* [Extract provided]
•••••

Reputation: 579
I was trying to scrape JSON data using scrapy. I am getting an error while scraping JSON data:
UPDATED:
The First 6 of the values are just working fine. The other values don't print anything. If I use those, the other values also print N/A. The values are present but not returning anything.
The expressions causing the errors are the following:
"Website": value['_source']['AgentMarketingCenter']['0']['Website'],
"Facebook": value['_source']['AgentMarketingCenter']['0']['Facebook_URL'],
"LinkedIn": value['_source']['AgentMarketingCenter']['0']['LinkedIn_URL'],
"Twitter": value['_source']['AgentMarketingCenter']['0']['Twitter'],
"BIO": value['_source']['AgentMarketingCenter']['0']['Bio'],
import scrapy
import json
class MainSpider(scrapy.Spider):
name = 'main'
start_urls = ['https://experts.expcloud.com/api4/std?searchterms=AB&size=216&from=0']
def parse(self, response):
resp = json.loads(response.body)

•••••

* [Instruction] Change every "values" to "fields" in the scrapy post, starting at "Reputation: 579" and stopping after "not returning anything.". The rows after the scrapy post are separate material.

* [Recorded data]
•••••

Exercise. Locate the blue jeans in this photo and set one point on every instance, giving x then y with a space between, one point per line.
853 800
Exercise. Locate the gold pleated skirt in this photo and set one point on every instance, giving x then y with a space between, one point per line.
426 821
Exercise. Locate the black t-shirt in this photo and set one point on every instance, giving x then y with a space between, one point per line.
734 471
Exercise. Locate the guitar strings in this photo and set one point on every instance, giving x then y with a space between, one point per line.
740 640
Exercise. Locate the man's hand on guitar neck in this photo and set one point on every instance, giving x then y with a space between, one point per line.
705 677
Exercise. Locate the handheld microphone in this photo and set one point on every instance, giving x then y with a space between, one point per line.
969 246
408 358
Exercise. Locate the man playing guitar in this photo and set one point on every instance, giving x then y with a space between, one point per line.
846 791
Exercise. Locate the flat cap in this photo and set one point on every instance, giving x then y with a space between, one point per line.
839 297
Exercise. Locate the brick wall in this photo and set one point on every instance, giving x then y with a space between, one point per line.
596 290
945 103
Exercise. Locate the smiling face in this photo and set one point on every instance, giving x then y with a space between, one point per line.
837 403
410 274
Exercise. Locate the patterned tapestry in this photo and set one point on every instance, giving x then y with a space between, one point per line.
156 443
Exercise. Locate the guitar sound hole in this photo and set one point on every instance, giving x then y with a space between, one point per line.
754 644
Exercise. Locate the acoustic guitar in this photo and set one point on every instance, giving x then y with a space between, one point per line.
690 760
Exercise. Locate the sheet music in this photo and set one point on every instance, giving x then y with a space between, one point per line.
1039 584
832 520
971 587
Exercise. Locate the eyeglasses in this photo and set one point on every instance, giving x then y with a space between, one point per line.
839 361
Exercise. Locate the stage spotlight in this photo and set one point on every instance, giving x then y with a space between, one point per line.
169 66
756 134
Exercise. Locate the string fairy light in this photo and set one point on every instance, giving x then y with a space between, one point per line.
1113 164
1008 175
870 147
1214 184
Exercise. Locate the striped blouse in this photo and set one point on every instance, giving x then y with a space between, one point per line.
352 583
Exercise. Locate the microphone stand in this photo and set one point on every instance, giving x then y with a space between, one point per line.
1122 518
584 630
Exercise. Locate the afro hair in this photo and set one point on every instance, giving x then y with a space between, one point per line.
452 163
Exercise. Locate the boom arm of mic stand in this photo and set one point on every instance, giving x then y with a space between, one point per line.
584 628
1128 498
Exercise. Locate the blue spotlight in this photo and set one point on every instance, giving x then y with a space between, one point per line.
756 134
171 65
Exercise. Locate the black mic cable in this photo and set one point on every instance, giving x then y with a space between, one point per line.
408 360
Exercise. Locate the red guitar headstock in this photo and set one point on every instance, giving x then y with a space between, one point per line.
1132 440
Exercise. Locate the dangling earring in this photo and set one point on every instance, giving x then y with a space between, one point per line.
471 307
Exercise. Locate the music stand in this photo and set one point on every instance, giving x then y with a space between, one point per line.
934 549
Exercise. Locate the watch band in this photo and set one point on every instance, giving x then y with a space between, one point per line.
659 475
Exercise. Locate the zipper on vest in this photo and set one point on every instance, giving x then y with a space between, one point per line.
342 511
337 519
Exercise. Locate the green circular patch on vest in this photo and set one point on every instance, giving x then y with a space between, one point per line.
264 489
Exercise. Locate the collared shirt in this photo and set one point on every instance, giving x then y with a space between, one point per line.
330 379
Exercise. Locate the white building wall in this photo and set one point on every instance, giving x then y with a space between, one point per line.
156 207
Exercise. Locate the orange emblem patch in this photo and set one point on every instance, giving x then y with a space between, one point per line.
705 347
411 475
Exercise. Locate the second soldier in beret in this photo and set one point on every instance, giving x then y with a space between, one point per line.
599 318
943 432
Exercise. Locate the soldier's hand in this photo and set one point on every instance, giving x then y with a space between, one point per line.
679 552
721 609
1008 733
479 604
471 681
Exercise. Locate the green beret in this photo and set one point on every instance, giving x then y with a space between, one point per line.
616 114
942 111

•••••

* [Worked answer]
Reputation: 579
I was trying to scrape JSON data using scrapy. I am getting an error while scraping JSON data:
UPDATED:
The First 6 of the fields are just working fine. The other fields don't print anything. If I use those, the other fields also print N/A. The fields are present but not returning anything.